### WORK TO DO
Repeat, exactly and completely, the entries shown underneath.

-- start DATASET ENTRIES --

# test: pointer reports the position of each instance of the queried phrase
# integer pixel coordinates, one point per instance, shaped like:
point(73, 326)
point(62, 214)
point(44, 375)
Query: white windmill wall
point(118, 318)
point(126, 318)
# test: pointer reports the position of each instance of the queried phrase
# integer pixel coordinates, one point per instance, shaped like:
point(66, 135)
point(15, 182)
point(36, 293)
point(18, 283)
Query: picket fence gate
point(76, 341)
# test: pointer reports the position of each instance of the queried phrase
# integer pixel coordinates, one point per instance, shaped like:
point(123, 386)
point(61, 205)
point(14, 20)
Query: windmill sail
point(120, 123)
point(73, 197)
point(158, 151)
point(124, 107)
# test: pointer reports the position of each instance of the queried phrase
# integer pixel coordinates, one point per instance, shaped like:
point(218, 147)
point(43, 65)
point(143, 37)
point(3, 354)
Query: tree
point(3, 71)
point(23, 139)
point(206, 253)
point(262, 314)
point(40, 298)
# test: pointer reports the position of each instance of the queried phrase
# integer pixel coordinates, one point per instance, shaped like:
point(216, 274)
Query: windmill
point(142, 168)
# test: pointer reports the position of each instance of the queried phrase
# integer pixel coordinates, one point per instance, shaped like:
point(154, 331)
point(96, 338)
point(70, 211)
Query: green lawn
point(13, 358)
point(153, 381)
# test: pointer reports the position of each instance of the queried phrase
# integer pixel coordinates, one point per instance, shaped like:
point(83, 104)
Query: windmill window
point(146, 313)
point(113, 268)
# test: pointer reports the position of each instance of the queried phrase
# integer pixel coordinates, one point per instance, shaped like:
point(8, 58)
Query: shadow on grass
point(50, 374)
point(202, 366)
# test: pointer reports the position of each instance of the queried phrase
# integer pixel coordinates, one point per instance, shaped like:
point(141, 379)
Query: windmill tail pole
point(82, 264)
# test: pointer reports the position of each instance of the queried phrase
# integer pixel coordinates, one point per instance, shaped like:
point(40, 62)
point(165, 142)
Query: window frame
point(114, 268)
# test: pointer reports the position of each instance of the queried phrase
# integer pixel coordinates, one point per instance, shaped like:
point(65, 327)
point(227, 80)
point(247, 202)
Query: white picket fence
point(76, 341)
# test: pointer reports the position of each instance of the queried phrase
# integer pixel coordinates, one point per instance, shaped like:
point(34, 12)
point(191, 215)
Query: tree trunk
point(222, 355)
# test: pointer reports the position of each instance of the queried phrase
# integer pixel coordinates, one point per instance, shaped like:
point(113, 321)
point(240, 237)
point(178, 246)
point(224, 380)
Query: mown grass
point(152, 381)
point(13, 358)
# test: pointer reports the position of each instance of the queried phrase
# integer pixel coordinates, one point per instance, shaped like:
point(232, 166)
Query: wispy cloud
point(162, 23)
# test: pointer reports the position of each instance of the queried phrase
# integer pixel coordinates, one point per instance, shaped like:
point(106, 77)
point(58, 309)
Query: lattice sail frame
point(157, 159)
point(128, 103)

-- end DATASET ENTRIES --

### EXERCISE RESULT
# test: pointer reports the position of each instance of the queried phrase
# integer pixel coordinates, one point per instance, shaped like:
point(73, 326)
point(62, 214)
point(44, 375)
Query: white windmill wall
point(118, 318)
point(126, 318)
# test: pointer reports the position of each instance of the queried phrase
# integer pixel coordinates, one point per instance, shaped like:
point(66, 135)
point(15, 182)
point(36, 293)
point(18, 283)
Query: picket fence gate
point(76, 341)
# test: pointer reports the position of each instance of the queried phrase
# integer pixel coordinates, one point per instance, shaped like:
point(123, 386)
point(61, 205)
point(14, 20)
Query: windmill sail
point(120, 123)
point(73, 197)
point(158, 151)
point(124, 107)
# test: pointer reports the position of each instance of the queried phrase
# integer pixel coordinates, one point per instance, shaped like:
point(218, 147)
point(43, 65)
point(143, 37)
point(3, 354)
Query: tree
point(3, 71)
point(23, 139)
point(206, 253)
point(262, 314)
point(40, 298)
# test: pointer reports the position of each instance of the queried phrase
# integer pixel coordinates, one point per instance, shaped like:
point(216, 274)
Query: windmill
point(142, 168)
# test: pointer reports the position of each instance of the queried phrase
# integer pixel coordinates, one point per instance, shaped like:
point(154, 331)
point(96, 338)
point(70, 211)
Query: green lawn
point(13, 358)
point(153, 381)
# test: pointer reports the position of each instance of the queried phrase
# integer pixel coordinates, one point per instance, shaped like:
point(83, 104)
Query: windmill window
point(146, 313)
point(113, 268)
# test: pointer reports the position of each instance of the queried phrase
# integer pixel coordinates, one point per instance, shaped like:
point(8, 58)
Query: shadow on grass
point(50, 374)
point(202, 366)
# test: pointer reports the position of each instance of the queried phrase
# integer pixel coordinates, one point per instance, shaped like:
point(141, 379)
Query: windmill tail pole
point(82, 264)
# test: pointer reports the position of each instance of the queried phrase
# integer pixel coordinates, one point per instance, shaped like:
point(40, 62)
point(165, 142)
Query: window frame
point(114, 268)
# test: pointer reports the position of each instance of the queried phrase
# integer pixel coordinates, one point per instance, shaped like:
point(65, 327)
point(227, 80)
point(247, 202)
Query: white picket fence
point(76, 341)
# test: pointer reports the position of each instance of the queried phrase
# integer pixel coordinates, one point per instance, shaped like:
point(34, 12)
point(191, 215)
Query: tree trunk
point(222, 355)
# test: pointer reports the position of each instance of the queried phrase
# integer pixel coordinates, one point per instance, shaped like:
point(113, 321)
point(240, 237)
point(178, 246)
point(224, 380)
Query: mown grass
point(152, 381)
point(13, 358)
# test: pointer reports the position of each instance of the queried phrase
# integer pixel coordinates, one point per instance, shaped like:
point(232, 166)
Query: wispy cloud
point(162, 23)
# test: pointer reports the position of each instance of the queried phrase
# integer pixel coordinates, one point per instance, shaped like:
point(106, 77)
point(58, 309)
Query: lattice sail frame
point(157, 159)
point(128, 103)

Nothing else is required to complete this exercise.